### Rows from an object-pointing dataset
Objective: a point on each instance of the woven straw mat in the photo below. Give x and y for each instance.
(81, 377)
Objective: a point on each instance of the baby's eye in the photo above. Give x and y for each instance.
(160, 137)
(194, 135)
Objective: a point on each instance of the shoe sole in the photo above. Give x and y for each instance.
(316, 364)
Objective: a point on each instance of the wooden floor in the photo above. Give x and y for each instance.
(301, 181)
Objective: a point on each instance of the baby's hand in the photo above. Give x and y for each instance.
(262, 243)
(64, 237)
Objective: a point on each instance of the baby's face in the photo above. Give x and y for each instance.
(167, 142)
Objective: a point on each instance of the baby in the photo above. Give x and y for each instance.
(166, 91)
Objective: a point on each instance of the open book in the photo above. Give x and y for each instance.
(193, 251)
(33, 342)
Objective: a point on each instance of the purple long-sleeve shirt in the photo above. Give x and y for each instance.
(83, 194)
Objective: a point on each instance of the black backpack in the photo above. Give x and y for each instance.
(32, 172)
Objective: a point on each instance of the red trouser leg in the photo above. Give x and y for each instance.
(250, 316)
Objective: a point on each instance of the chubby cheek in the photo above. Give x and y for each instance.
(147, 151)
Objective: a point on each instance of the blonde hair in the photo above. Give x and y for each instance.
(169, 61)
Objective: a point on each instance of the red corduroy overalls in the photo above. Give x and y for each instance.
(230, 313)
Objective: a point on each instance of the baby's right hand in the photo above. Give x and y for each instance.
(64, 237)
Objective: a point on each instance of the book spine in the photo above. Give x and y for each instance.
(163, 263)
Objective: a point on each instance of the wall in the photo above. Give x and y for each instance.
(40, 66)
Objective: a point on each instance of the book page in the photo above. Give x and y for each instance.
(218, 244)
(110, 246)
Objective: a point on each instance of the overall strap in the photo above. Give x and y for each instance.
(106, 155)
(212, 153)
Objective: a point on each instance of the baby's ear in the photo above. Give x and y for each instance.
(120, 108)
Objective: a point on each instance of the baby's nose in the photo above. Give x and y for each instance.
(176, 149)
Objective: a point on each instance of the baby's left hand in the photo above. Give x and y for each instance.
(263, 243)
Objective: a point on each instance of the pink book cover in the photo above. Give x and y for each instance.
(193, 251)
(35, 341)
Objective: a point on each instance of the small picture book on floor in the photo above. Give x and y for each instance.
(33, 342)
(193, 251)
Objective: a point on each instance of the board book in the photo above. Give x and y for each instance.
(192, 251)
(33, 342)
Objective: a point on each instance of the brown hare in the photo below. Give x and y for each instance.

### EXERCISE BRIEF
Recast the entries above as a numbered list with blank lines omitted. Start with the line that contains "Objective: a point on each instance of the blonde" and continue through the end of the entries.

### SOLUTION TO THE PROBLEM
1. Objective: a point on each instance of the blonde hair in the photo above. Give x and y for each instance.
2. (169, 61)
3. Objective: a point on each instance of the red corduroy overalls in the photo above. Give x and y for each instance.
4. (230, 313)
5. Objective: a point on each instance of the baby's right hand in the photo above. Give x and y for each instance.
6. (64, 237)
7. Objective: a point on each instance of the book spine in the photo above. Give x and y for each instance.
8. (163, 263)
9. Objective: a point on each instance of the wall in the photo above. Give x and y for each instance.
10. (40, 66)
11. Objective: a point on each instance of the book page in the photo above. Give x and y for each instance.
12. (218, 244)
13. (110, 246)
14. Objective: a point on each instance of the overall strap in the photo above. Give x and y for each instance.
15. (106, 155)
16. (212, 153)
17. Objective: a point on each instance of the baby's ear in the photo above. Give x and y for each instance.
18. (120, 108)
19. Objective: a point on each instance of the baby's nose in the photo above. Give x and y for each instance.
20. (176, 149)
21. Objective: a point on each instance of the baby's left hand in the photo above. Give x and y for each instance.
22. (263, 243)
23. Objective: a point on each instance of the pink book cover in the photo above. Give x and y for each instance.
24. (193, 251)
25. (35, 341)
26. Objective: a point on each instance of the small picture book on floor in the photo above. Give x and y for each instance.
27. (33, 342)
28. (193, 251)
29. Objective: a point on each instance of the board book in the photo above. Give x and y for each instance.
30. (192, 251)
31. (33, 342)
32. Objective: a point on each instance of the brown hare in the photo below. Give x and y for each instance.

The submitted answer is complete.